● Requirement
Retype the article about IBM's solar cell below, starting at "And It's Pretty" and continuing up to and including "film cells use.", with every word and mark unchanged.

====== Page excerpt ======

Breakthrough: IBM Makes a Solar Cell Out of Inexpensive "Earth Abundant" Materials


Photo: IBM

And It's Pretty Efficient Too!

IBM researchers have recently published a paper in the journal Advanced Materials about a very promising breakthrough in solar technology. How is it different from existing solar technologies such as silicon-based solar cells, or CIGS thin film? The main thing is that it's made from earth abundant materials that can be found in large quantities relatively inexpensively (not quite dirt cheap, but cheaper than what we have now), making it easier to scale up and drive prices down.


Magnified view of a cross section of the compound Cu2ZnSn(S,Se)4 Image: IBM

The layer that absorbs sunlight to convert it into electricity is made with Copper (Cu), Tin (Sn), Zinc (Zn), Sulfur (S) and/or Selenium (Se). This is pretty abundant compared to the Copper (Cu), Indium (In), Gallium (Ga), and Selenium (Se) that GIGS thin film cells use.

The beauty is that it has a "conversion efficiency of 9.6 percent, which is 40 percent higher than previous attempts to create a solar cell made of similar materials." But this is just a start. More improvements to power conversion should be possible.

IBM says that it "does not plan to manufacture solar technologies, but is open to partnering with solar cell manufacturers to demonstrate the technology." Let's hope that this can be moved out of the lab quickly.

Now how about working on cheaper and efficient ways to store large quantities of energy? That's the missing half of the puzzle that would make solar power more practical on the very large scale.

====== Records provided ======

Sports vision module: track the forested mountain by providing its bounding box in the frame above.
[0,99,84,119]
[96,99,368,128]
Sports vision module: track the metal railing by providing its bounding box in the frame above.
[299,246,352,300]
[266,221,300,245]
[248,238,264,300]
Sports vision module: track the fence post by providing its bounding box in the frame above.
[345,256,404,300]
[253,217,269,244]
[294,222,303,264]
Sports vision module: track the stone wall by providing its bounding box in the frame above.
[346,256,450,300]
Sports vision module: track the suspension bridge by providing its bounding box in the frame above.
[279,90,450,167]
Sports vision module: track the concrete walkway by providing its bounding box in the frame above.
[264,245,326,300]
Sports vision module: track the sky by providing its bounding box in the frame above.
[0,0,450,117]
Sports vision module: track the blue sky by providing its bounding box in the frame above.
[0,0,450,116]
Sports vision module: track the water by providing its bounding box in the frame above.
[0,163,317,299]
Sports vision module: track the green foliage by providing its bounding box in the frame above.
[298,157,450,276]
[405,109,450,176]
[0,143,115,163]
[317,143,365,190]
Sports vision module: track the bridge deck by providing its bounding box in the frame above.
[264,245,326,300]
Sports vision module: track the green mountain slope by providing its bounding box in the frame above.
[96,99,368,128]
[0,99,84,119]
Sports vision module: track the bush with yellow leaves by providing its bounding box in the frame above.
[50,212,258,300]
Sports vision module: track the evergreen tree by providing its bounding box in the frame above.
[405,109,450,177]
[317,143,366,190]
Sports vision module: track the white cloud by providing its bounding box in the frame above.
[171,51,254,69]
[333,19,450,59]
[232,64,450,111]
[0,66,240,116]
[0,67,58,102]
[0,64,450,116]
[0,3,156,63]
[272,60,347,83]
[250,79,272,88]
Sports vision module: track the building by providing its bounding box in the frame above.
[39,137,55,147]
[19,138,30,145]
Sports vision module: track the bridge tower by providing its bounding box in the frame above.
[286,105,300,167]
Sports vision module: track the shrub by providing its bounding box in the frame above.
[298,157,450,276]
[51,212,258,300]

======
====== Records provided ======

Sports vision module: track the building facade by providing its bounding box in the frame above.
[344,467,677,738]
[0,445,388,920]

======
====== Records provided ======

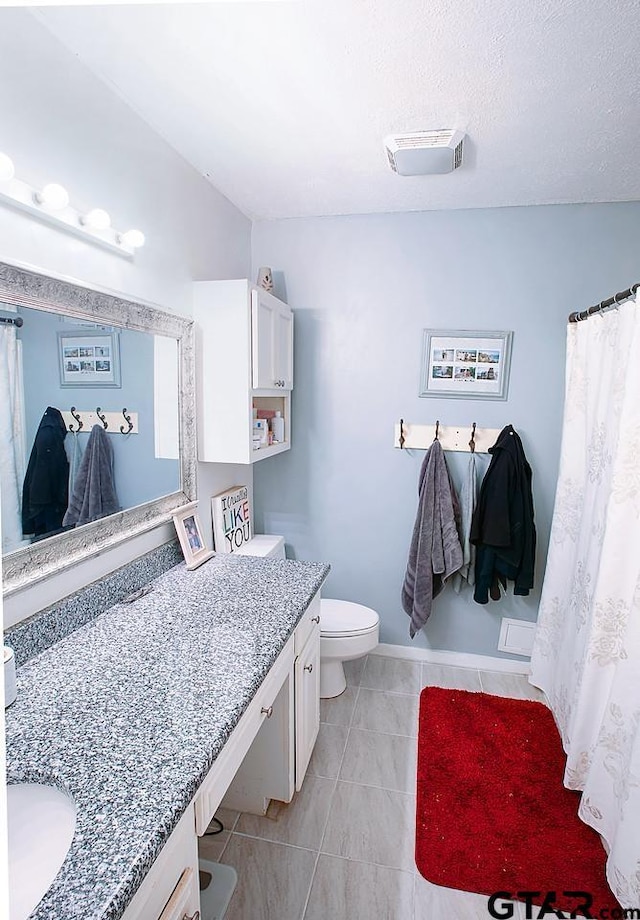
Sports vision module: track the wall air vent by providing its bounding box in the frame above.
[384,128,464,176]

======

● Written solution
And It's Pretty Efficient Too!

IBM researchers have recently published a paper in the journal Advanced Materials about a very promising breakthrough in solar technology. How is it different from existing solar technologies such as silicon-based solar cells, or CIGS thin film? The main thing is that it's made from earth abundant materials that can be found in large quantities relatively inexpensively (not quite dirt cheap, but cheaper than what we have now), making it easier to scale up and drive prices down.


Magnified view of a cross section of the compound Cu2ZnSn(S,Se)4 Image: IBM

The layer that absorbs sunlight to convert it into electricity is made with Copper (Cu), Tin (Sn), Zinc (Zn), Sulfur (S) and/or Selenium (Se). This is pretty abundant compared to the Copper (Cu), Indium (In), Gallium (Ga), and Selenium (Se) that GIGS thin film cells use.